There is no certain amount of carbohydrates that someone should have, this will depend on each person, I will only give recommendations. Carbohydrate intake will depend on several factors, lets go over a few of these.

 -How big or small someone is

 -How much lean body mass or body fat they have

 -How active they are

 -How intense that activity is

 -How old they are

 -What their goals are

 

These are just a few factors that contribute to how much carbohydrates someone should consume. For example, a 73 year old sedentary male that is high in body fat will need way less carbs than a 23 year old with 10 percent body fat that strength trains everyday. People that are active need and use carbohydrates more effectively than sedentary individuals.

 

There are two types of carbohydrates, complex and simple. Complex carbs take much longer to break down in the body than simple carbs, refer back to my statement about if you eat a candy bar versus a fruit. When we eat complex carbs we want to make sure they are mostly from whole food sources. When they come from whole food sources like vegetables, whole grains, and fruits they usually will leave us feeling full for longer. Not to mention they have many micronutrients (more on this soon), fiber, and water. These type of carbohydrates keep our blood sugar and insulin levels stable, while the energy is released gradually. Simple carbohydrates digest very quickly, but are highly processed and striped of all nutritents. They also will contain high amounts of sodium along with artificial flavors to make them taste better. Simple carbohydrates will also leave us wanting more and cause fluctuations in blood sugar and insulin levels. They are designed to make you want more! This is why I want to help you focus on eating more whole food carbohydrate sources such as:

 

  • Oats
  • Black Beans
  • Brown Rice
  • Quinoa
  • Fruit
  • Sweet potatoes   
  • White potatoes                  

 

Later on in this guide we will go over recommendations on amounts of carbohydrates you should be consuming, this is going to fluctuate based on whether you want to maintain, cut, or bulk.

Point-per-instance localization data:
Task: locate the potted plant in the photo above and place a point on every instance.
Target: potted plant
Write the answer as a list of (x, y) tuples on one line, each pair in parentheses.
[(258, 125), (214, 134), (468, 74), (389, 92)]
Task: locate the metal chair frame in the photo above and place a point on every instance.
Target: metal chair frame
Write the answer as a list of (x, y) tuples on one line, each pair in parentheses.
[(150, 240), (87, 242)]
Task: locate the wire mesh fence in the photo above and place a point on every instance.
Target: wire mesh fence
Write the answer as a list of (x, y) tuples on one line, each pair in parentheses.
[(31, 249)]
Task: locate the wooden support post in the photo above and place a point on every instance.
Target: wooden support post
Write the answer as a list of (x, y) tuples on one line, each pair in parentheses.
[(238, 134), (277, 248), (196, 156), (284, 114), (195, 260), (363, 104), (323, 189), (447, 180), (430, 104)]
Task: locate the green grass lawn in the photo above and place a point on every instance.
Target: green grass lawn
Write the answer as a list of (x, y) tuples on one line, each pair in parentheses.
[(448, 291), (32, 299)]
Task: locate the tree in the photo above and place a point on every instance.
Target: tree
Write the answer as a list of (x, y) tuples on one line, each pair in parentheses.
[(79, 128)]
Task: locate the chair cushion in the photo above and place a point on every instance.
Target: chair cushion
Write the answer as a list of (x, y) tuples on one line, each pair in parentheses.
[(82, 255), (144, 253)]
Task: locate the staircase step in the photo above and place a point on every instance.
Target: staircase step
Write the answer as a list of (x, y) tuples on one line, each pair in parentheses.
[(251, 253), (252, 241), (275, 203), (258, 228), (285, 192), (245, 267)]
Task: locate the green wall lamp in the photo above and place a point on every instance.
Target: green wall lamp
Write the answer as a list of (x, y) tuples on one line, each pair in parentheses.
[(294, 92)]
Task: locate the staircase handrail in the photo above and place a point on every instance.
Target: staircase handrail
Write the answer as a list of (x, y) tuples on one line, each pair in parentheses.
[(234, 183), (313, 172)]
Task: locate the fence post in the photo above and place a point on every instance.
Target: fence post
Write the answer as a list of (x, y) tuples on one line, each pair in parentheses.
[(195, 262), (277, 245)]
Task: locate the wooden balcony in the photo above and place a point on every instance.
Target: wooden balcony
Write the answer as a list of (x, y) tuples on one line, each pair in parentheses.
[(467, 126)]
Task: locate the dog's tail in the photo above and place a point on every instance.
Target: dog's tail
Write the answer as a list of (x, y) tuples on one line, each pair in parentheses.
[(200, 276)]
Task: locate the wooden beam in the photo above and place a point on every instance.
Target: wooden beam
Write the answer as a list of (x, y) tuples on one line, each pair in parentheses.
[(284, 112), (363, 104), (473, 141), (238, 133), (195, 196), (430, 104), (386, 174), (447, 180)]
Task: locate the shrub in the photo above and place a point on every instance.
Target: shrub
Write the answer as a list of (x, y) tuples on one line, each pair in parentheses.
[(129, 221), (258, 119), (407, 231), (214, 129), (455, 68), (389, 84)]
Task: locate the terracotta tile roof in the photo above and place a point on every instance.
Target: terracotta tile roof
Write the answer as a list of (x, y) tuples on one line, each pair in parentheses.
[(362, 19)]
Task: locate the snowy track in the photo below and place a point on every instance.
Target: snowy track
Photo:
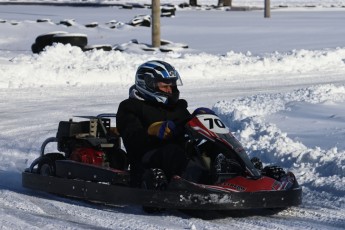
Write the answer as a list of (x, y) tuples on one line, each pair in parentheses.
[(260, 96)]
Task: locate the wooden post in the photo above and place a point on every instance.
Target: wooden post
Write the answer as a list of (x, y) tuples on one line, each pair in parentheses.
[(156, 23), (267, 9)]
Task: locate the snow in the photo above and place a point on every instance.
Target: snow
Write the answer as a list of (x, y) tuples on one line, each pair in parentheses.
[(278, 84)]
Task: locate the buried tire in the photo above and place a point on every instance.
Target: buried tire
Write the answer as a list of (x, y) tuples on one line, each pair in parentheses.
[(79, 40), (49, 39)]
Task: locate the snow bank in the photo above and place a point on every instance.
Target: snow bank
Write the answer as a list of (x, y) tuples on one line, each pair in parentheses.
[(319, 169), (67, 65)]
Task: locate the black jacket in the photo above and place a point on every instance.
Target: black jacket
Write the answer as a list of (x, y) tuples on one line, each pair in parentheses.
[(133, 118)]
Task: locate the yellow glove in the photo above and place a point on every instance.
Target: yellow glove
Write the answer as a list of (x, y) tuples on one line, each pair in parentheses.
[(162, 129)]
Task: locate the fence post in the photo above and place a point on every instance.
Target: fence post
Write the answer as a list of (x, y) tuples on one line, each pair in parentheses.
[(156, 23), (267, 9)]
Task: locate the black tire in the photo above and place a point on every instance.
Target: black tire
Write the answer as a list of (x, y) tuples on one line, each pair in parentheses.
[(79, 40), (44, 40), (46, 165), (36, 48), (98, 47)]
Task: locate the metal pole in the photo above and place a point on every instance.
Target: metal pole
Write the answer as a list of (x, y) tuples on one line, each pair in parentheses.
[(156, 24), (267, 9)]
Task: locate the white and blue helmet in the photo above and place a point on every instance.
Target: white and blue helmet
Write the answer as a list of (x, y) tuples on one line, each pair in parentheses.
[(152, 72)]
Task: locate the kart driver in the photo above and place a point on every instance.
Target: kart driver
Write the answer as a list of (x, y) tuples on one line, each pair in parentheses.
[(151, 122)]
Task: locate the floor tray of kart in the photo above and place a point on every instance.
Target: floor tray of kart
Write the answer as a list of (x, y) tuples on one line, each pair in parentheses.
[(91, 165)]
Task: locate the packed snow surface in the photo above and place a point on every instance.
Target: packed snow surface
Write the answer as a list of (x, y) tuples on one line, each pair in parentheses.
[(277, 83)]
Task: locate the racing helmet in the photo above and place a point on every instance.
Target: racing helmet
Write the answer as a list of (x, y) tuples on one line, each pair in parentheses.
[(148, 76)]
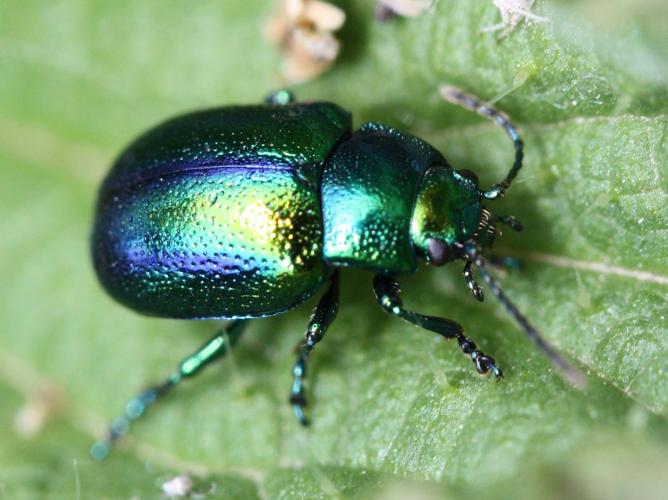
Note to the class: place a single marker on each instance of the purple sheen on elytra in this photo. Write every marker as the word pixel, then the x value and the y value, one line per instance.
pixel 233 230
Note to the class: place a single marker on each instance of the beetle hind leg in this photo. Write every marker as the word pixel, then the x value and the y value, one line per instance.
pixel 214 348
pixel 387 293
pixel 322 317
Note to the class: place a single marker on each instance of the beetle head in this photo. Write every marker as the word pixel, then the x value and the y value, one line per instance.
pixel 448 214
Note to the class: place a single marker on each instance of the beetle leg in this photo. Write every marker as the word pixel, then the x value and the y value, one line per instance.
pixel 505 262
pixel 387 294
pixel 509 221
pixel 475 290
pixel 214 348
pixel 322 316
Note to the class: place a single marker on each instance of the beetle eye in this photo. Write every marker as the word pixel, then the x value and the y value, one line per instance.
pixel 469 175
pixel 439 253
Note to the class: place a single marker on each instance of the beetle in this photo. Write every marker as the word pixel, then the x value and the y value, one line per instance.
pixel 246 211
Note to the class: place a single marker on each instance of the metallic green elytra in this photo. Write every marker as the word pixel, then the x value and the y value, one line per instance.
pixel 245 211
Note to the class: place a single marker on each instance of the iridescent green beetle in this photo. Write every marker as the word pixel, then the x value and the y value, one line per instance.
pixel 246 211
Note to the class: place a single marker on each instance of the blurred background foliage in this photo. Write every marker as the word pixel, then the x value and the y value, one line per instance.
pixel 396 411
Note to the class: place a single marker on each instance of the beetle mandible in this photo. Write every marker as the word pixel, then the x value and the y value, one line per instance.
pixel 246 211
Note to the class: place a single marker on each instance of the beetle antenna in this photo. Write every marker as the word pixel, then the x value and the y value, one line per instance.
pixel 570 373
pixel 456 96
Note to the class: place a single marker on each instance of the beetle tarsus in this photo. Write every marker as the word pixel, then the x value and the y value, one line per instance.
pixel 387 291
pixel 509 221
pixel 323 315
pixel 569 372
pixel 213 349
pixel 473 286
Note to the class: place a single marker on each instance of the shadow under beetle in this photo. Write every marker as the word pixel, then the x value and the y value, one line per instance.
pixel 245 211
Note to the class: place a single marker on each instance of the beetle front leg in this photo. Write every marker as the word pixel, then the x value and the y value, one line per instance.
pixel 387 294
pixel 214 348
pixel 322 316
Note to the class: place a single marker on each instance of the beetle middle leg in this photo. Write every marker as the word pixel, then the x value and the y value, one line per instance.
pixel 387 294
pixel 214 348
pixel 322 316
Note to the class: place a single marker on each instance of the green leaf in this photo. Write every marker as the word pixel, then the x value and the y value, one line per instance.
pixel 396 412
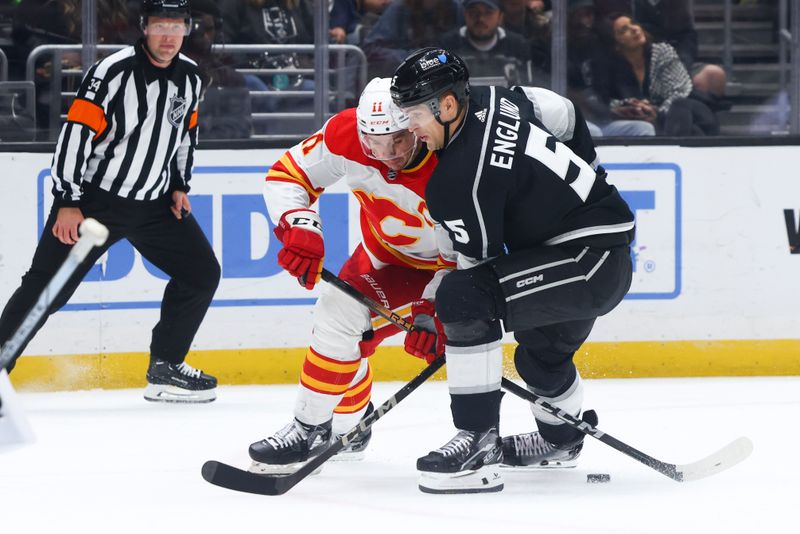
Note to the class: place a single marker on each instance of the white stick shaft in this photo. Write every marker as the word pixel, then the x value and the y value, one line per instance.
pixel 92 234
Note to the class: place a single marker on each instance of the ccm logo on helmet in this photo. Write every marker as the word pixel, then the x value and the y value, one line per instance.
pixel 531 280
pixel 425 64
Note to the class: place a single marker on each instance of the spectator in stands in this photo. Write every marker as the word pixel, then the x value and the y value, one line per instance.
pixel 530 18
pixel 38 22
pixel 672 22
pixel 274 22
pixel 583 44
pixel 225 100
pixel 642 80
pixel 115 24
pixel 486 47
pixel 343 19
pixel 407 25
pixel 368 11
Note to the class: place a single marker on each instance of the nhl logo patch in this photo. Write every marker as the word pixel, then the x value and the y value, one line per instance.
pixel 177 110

---

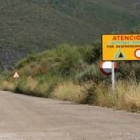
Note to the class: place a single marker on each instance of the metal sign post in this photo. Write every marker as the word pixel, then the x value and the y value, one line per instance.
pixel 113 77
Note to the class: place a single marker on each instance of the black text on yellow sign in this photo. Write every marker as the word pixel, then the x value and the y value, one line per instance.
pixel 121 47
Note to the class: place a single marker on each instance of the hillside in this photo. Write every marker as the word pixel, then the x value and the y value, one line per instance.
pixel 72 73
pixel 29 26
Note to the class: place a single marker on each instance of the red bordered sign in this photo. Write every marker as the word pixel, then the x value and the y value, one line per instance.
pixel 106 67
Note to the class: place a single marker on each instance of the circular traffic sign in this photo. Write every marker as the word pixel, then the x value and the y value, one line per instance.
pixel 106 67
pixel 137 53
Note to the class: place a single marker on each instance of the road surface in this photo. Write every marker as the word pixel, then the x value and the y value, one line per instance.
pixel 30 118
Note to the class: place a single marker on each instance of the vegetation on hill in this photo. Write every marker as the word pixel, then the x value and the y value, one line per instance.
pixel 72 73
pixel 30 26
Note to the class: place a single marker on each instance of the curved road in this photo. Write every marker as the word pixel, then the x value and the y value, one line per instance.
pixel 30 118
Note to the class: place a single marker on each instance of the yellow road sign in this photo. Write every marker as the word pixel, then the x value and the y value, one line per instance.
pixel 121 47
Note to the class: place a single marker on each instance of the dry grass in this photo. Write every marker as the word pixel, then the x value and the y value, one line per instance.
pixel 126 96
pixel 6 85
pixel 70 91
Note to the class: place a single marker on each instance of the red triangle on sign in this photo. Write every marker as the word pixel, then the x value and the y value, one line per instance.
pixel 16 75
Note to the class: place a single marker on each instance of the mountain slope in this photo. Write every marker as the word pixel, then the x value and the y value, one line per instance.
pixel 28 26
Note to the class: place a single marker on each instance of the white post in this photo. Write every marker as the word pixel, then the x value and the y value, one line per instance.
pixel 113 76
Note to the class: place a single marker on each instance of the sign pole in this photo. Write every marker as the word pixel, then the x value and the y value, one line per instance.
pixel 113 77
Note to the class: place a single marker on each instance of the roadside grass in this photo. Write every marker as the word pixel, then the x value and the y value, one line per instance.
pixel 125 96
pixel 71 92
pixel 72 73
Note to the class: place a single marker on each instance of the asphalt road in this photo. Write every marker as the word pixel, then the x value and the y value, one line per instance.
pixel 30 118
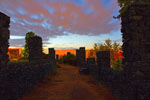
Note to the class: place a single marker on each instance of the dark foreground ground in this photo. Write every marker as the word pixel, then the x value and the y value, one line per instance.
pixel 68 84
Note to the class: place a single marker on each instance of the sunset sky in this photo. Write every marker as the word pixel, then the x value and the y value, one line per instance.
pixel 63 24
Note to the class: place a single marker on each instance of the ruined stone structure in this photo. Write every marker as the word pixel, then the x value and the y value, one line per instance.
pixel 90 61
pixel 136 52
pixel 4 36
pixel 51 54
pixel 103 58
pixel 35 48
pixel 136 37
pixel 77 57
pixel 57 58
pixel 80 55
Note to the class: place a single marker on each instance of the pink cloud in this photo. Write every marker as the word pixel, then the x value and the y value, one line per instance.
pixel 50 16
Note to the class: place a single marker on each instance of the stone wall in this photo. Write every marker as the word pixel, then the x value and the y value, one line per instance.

REQUIREMENT 1: In the carbohydrate guide excerpt, what are the two types of carbohydrates?
REQUIREMENT 2: Please update the carbohydrate guide excerpt from "-How old they" to "than sedentary individuals.", replacing "73 year old" with "65 year old".

ANSWER AREA 1: Complex and simple.

ANSWER AREA 2:
-How old they are

 -What their goals are

 

These are just a few factors that contribute to how much carbohydrates someone should consume. For example, a 65 year old sedentary male that is high in body fat will need way less carbs than a 23 year old with 10 percent body fat that strength trains everyday. People that are active need and use carbohydrates more effectively than sedentary individuals.